Listed records:
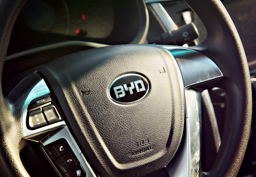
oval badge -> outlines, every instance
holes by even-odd
[[[145,97],[149,88],[146,78],[139,74],[128,74],[118,78],[112,82],[109,87],[109,96],[117,103],[132,104]]]

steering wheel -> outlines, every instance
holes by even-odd
[[[28,175],[19,156],[31,143],[24,138],[22,113],[29,93],[42,78],[82,152],[100,175],[143,175],[164,168],[170,175],[235,176],[251,117],[246,57],[220,1],[186,1],[207,31],[198,46],[127,45],[82,51],[44,65],[6,98],[0,92],[2,175]],[[1,75],[12,28],[25,2],[0,1]],[[226,119],[216,159],[211,170],[203,172],[200,93],[213,84],[226,92]],[[81,94],[87,89],[91,94]],[[120,101],[121,97],[126,99]]]

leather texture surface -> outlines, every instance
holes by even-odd
[[[149,45],[93,49],[56,60],[38,71],[92,165],[104,169],[97,171],[101,176],[144,175],[170,160],[181,139],[185,103],[181,74],[167,50]],[[133,104],[113,103],[108,96],[110,85],[129,73],[147,78],[149,93]],[[81,94],[87,90],[89,94]]]
[[[32,142],[23,137],[22,111],[25,100],[34,86],[41,79],[34,73],[23,80],[5,99],[0,109],[0,172],[2,176],[28,176],[20,152]]]
[[[223,78],[215,85],[226,91],[226,118],[218,153],[212,169],[200,176],[235,176],[248,143],[251,120],[250,75],[236,28],[220,1],[185,0],[205,25],[207,37],[191,47],[211,59]]]

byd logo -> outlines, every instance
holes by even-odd
[[[114,91],[115,92],[115,97],[117,99],[123,97],[125,96],[125,93],[124,92],[125,90],[126,91],[129,90],[130,95],[132,95],[133,94],[133,91],[132,90],[134,89],[134,88],[135,87],[136,88],[136,91],[137,91],[137,93],[146,90],[145,86],[144,85],[144,84],[143,83],[143,81],[141,80],[135,81],[134,82],[131,82],[130,84],[131,84],[131,86],[129,87],[127,86],[126,84],[124,84],[123,87],[122,85],[119,85],[117,87],[113,87]],[[140,88],[139,87],[138,84],[139,84],[141,85],[141,88]],[[135,87],[134,87],[134,85],[135,85]],[[120,93],[122,93],[119,94]]]
[[[117,103],[132,104],[144,98],[149,87],[147,80],[143,76],[135,74],[125,74],[112,82],[109,87],[109,96]]]

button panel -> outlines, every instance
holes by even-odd
[[[76,158],[72,152],[61,156],[54,162],[63,174],[65,173],[78,164]]]
[[[31,102],[28,110],[32,111],[28,113],[27,116],[27,125],[29,129],[34,130],[62,120],[53,102],[50,94]]]
[[[62,138],[45,147],[48,155],[54,160],[70,151],[71,149],[65,139]]]
[[[58,140],[44,148],[63,176],[86,176],[86,173],[65,139]]]
[[[49,94],[37,98],[31,102],[28,106],[28,109],[39,106],[52,100]]]
[[[44,115],[40,109],[29,113],[28,124],[32,129],[36,129],[47,125]]]
[[[86,176],[86,173],[81,165],[79,165],[69,171],[64,175],[64,176],[65,177],[85,177]]]

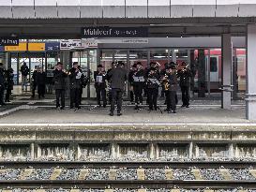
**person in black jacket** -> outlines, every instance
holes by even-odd
[[[106,71],[102,65],[98,66],[98,70],[94,72],[95,89],[97,94],[98,105],[101,107],[100,97],[103,101],[103,108],[106,108]]]
[[[31,98],[35,98],[35,93],[36,93],[36,89],[38,87],[37,84],[37,77],[38,77],[38,66],[36,66],[33,74],[32,74],[32,96]]]
[[[176,113],[176,92],[177,92],[177,77],[175,73],[175,66],[166,68],[166,75],[162,81],[166,91],[166,104],[168,113]]]
[[[138,62],[137,70],[133,74],[133,89],[135,95],[135,110],[140,109],[140,105],[143,105],[143,91],[144,86],[144,70],[143,68],[143,65],[141,62]]]
[[[13,69],[9,68],[7,70],[6,73],[6,78],[7,78],[7,94],[6,94],[6,102],[10,102],[9,101],[9,96],[11,95],[11,91],[13,90],[13,85],[14,85],[14,81],[13,81]]]
[[[44,98],[45,95],[45,85],[46,85],[46,73],[43,71],[42,67],[38,67],[38,72],[37,74],[37,85],[38,98]]]
[[[159,74],[157,69],[151,67],[147,74],[146,78],[146,85],[147,85],[147,100],[149,105],[149,111],[158,110],[158,87],[160,85],[159,82]]]
[[[118,62],[117,66],[113,68],[109,77],[111,79],[111,89],[112,89],[112,102],[111,102],[111,116],[113,116],[114,104],[117,102],[117,116],[121,116],[122,110],[122,96],[126,81],[128,80],[128,72],[124,68],[124,64]]]
[[[56,109],[60,107],[59,99],[61,98],[61,108],[60,110],[64,110],[65,108],[65,79],[67,77],[67,73],[63,71],[63,64],[58,62],[56,65],[56,68],[53,71],[53,83],[56,95]]]
[[[180,78],[179,85],[182,93],[182,108],[189,108],[189,85],[190,78],[192,77],[190,69],[185,62],[181,64],[182,69],[177,72],[177,77]]]
[[[70,109],[80,109],[80,90],[82,86],[82,71],[78,67],[78,62],[73,63],[73,67],[68,71],[70,89]]]
[[[107,71],[107,81],[108,81],[108,84],[111,84],[110,72],[111,72],[113,68],[115,68],[115,66],[116,66],[116,63],[115,63],[115,62],[112,62],[111,68],[108,69],[108,71]],[[111,87],[109,87],[109,92],[108,92],[108,94],[109,94],[109,96],[108,96],[109,104],[111,104],[111,102],[112,102],[112,95],[111,95],[111,93],[112,93],[112,92],[111,92]]]
[[[6,76],[4,70],[4,65],[0,63],[0,105],[6,105],[4,102],[4,94],[6,89]]]
[[[22,88],[23,91],[26,91],[27,89],[27,76],[29,74],[29,68],[24,62],[23,65],[21,66],[21,73],[22,73]]]
[[[131,66],[131,69],[129,70],[128,73],[128,82],[129,82],[129,98],[130,98],[130,102],[133,104],[134,102],[134,89],[133,89],[133,75],[135,73],[135,71],[137,70],[137,66],[136,64],[133,64],[133,66]]]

Goal: Without including any picture, repeat the data exactly.

Task answer:
oval badge -> outlines, every instance
holes by even-odd
[[[145,97],[149,88],[146,78],[139,74],[128,74],[118,78],[112,82],[109,87],[109,96],[117,103],[132,104]]]

steering wheel -> outlines, every instance
holes by even-odd
[[[28,175],[19,156],[31,143],[24,138],[22,113],[29,93],[42,78],[82,152],[100,175],[143,175],[164,168],[170,175],[235,176],[251,117],[246,57],[220,1],[186,1],[207,31],[198,46],[127,45],[82,51],[44,65],[6,98],[0,92],[2,175]],[[1,75],[12,28],[25,2],[0,1]],[[226,119],[216,159],[211,170],[203,172],[200,93],[213,84],[226,92]],[[81,94],[87,89],[91,94]],[[120,101],[121,97],[126,99]]]

leather texture surface -> outlines, every instance
holes by even-odd
[[[149,45],[93,49],[56,60],[38,71],[92,165],[104,169],[97,171],[101,176],[144,175],[170,160],[181,139],[185,103],[181,74],[167,50]],[[133,104],[113,103],[108,96],[110,85],[129,73],[147,78],[149,93]],[[81,94],[87,90],[89,94]]]
[[[32,142],[23,137],[22,111],[25,100],[34,86],[41,79],[34,73],[23,80],[5,99],[0,109],[0,172],[2,176],[28,176],[20,152]]]
[[[223,78],[215,85],[226,91],[226,118],[218,153],[212,169],[200,176],[235,176],[248,143],[251,120],[250,75],[236,28],[220,1],[185,0],[205,25],[207,37],[191,47],[211,59]]]

byd logo -> outlines, every instance
holes by even-odd
[[[114,91],[115,92],[115,97],[117,99],[123,97],[125,96],[125,93],[124,92],[125,90],[126,91],[129,90],[130,95],[132,95],[133,94],[133,91],[132,90],[134,89],[134,88],[135,87],[136,88],[136,91],[137,91],[137,93],[146,90],[145,86],[144,85],[144,84],[143,83],[143,81],[141,80],[135,81],[134,82],[131,82],[130,84],[131,84],[131,86],[129,87],[127,86],[126,84],[124,84],[123,87],[122,85],[119,85],[117,87],[113,87]],[[140,88],[139,87],[138,84],[139,84],[141,85],[141,88]],[[135,87],[134,87],[134,85],[135,85]],[[120,93],[122,93],[119,94]]]
[[[117,103],[132,104],[144,98],[149,87],[147,80],[143,76],[135,74],[125,74],[112,82],[109,87],[109,96]]]

button panel -> outlines, every instance
holes by even-odd
[[[76,158],[72,152],[61,156],[54,162],[63,174],[65,173],[78,164]]]
[[[31,102],[28,110],[32,111],[28,113],[27,116],[27,125],[29,129],[34,130],[62,120],[53,102],[50,94]]]
[[[62,138],[45,147],[48,155],[54,160],[70,151],[71,149],[65,139]]]
[[[58,140],[44,148],[63,176],[86,176],[86,173],[65,139]]]
[[[49,94],[37,98],[31,102],[28,106],[28,109],[39,106],[52,100]]]
[[[44,115],[40,109],[29,113],[28,124],[32,129],[36,129],[47,125]]]
[[[86,176],[86,173],[81,165],[79,165],[69,171],[64,175],[64,176],[65,177],[85,177]]]

**person in black jacket** -> outlines, every instance
holes by even-odd
[[[106,71],[102,65],[98,66],[98,70],[94,72],[95,89],[97,94],[98,105],[101,107],[100,97],[103,101],[103,108],[106,108]]]
[[[31,98],[35,98],[35,93],[36,93],[36,89],[38,87],[37,84],[37,77],[38,77],[38,66],[36,66],[33,74],[32,74],[32,96]]]
[[[176,113],[176,92],[177,92],[177,77],[175,73],[175,66],[166,68],[166,75],[162,81],[166,91],[166,104],[168,113]]]
[[[138,62],[137,70],[133,74],[133,89],[135,95],[135,110],[140,109],[140,105],[143,105],[143,91],[144,86],[144,70],[143,68],[143,65],[141,62]]]
[[[13,69],[9,68],[7,70],[6,73],[6,78],[7,78],[7,94],[6,94],[6,102],[10,102],[9,101],[9,96],[11,95],[11,91],[13,90],[13,85],[14,85],[14,81],[13,81]]]
[[[44,98],[45,95],[45,85],[46,85],[46,73],[43,71],[42,67],[38,67],[38,72],[37,74],[37,85],[38,98]]]
[[[159,74],[157,69],[151,67],[147,74],[146,78],[146,85],[147,85],[147,100],[149,105],[149,111],[158,110],[158,87],[160,85],[159,82]]]
[[[118,62],[117,66],[113,68],[109,77],[111,79],[111,89],[112,89],[112,102],[111,102],[111,116],[113,116],[114,104],[117,102],[117,116],[121,116],[122,110],[122,96],[126,81],[128,80],[128,72],[124,68],[124,64]]]
[[[56,109],[60,107],[59,99],[61,98],[61,108],[60,110],[64,110],[65,108],[65,79],[67,77],[67,73],[63,71],[63,64],[58,62],[56,65],[56,68],[53,71],[53,83],[56,95]]]
[[[180,78],[179,85],[182,93],[182,108],[189,108],[189,85],[190,78],[192,77],[190,69],[185,62],[181,64],[182,69],[177,72],[177,77]]]
[[[70,109],[80,109],[80,90],[82,86],[82,71],[78,67],[78,62],[73,63],[73,67],[68,71],[70,89]]]
[[[107,71],[107,81],[108,81],[108,84],[111,84],[110,72],[111,72],[113,68],[115,68],[115,66],[116,66],[116,63],[115,63],[115,62],[112,62],[111,68],[108,69],[108,71]],[[111,87],[109,87],[109,92],[108,92],[108,94],[109,94],[109,96],[108,96],[109,104],[111,104],[111,102],[112,102],[112,95],[111,95],[111,93],[112,93],[112,92],[111,92]]]
[[[6,76],[4,70],[4,65],[0,63],[0,105],[6,105],[4,102],[4,94],[6,89]]]
[[[22,88],[23,91],[26,91],[27,89],[27,76],[29,74],[29,68],[24,62],[23,65],[21,66],[21,73],[22,73]]]
[[[131,66],[131,69],[129,70],[128,73],[128,82],[129,82],[129,98],[130,98],[130,102],[133,104],[134,102],[134,89],[133,89],[133,75],[135,73],[135,71],[137,70],[137,66],[136,64],[133,64],[133,66]]]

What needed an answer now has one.